The records below need copying. Match each line exactly.

» Records supplied:
────────────────

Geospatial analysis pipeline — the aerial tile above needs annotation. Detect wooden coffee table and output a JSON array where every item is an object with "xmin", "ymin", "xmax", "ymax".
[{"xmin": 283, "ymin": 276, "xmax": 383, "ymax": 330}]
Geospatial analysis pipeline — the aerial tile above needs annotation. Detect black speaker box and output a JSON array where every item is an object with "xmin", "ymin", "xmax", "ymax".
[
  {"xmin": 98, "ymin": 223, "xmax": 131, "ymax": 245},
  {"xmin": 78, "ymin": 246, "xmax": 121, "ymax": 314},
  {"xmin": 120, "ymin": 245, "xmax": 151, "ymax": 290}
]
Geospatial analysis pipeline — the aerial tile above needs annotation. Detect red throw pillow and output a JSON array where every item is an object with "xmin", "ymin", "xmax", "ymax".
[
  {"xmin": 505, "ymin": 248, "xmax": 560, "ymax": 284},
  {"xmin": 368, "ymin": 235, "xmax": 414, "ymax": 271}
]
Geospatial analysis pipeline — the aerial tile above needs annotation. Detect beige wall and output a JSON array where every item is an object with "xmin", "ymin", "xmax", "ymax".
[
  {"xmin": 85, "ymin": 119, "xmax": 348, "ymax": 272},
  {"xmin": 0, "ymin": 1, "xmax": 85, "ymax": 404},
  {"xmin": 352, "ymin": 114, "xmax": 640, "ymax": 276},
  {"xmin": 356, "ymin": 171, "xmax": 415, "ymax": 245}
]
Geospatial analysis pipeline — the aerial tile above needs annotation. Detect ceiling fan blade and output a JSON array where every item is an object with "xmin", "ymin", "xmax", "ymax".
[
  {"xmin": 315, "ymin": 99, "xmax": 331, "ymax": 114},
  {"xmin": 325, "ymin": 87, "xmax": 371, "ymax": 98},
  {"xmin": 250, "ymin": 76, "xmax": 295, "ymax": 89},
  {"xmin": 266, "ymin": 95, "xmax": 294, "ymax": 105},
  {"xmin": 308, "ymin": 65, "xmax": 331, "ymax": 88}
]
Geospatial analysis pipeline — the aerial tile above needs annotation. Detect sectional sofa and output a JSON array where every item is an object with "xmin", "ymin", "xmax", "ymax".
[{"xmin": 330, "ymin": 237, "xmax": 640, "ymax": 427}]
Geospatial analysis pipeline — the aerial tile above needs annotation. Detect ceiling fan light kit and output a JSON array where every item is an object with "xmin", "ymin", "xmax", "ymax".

────────────────

» Answer for this exercise:
Geospatial analysis pipeline — the aerial tile above needs annotation. Detect wooden coffee table and output a JSON array where every item is an object with "xmin", "ymin", "xmax", "ymax".
[{"xmin": 283, "ymin": 276, "xmax": 383, "ymax": 330}]
Geospatial analysis pipeline — the aerial tile above needs annotation. Detect black speaker box and output a JSON array where every item is an object with "xmin", "ymin", "xmax", "ymax".
[
  {"xmin": 98, "ymin": 223, "xmax": 131, "ymax": 245},
  {"xmin": 78, "ymin": 246, "xmax": 121, "ymax": 314},
  {"xmin": 120, "ymin": 245, "xmax": 151, "ymax": 290}
]
Geospatial analysis pipeline — the aerial tile above needs annotation. Detect red throw pillow and output a JSON array where every item is an object with "xmin", "ymin", "xmax", "ymax".
[
  {"xmin": 505, "ymin": 248, "xmax": 560, "ymax": 284},
  {"xmin": 368, "ymin": 235, "xmax": 414, "ymax": 271}
]
Geospatial analysis pipeline — the aerial tile above needs annotation. Detect beige wall and output a JSON array where every item is an object with "xmin", "ymin", "xmax", "ymax".
[
  {"xmin": 85, "ymin": 119, "xmax": 348, "ymax": 272},
  {"xmin": 0, "ymin": 1, "xmax": 85, "ymax": 404},
  {"xmin": 352, "ymin": 114, "xmax": 640, "ymax": 276},
  {"xmin": 356, "ymin": 171, "xmax": 415, "ymax": 245}
]
Geospatial analysis pipeline — the aerial tile above needs annotation. Detect ceiling fan blade and output a JSON array where every item is an object with "xmin", "ymin", "xmax", "ymax".
[
  {"xmin": 315, "ymin": 99, "xmax": 331, "ymax": 114},
  {"xmin": 325, "ymin": 87, "xmax": 371, "ymax": 98},
  {"xmin": 250, "ymin": 76, "xmax": 295, "ymax": 89},
  {"xmin": 266, "ymin": 95, "xmax": 294, "ymax": 105},
  {"xmin": 308, "ymin": 65, "xmax": 331, "ymax": 88}
]
Geospatial analysis pipeline — the aerial tile above needs annotation. Detect sectional sofa and output a JSON array where every item is an object with "xmin", "ymin", "xmax", "ymax".
[{"xmin": 330, "ymin": 237, "xmax": 640, "ymax": 427}]
Geospatial analysis pipeline — the aerial tile above needs annotation. Detect ceiling fan light kit and output a JSON array where every item is an object with "xmin", "ymin", "xmax", "ymax".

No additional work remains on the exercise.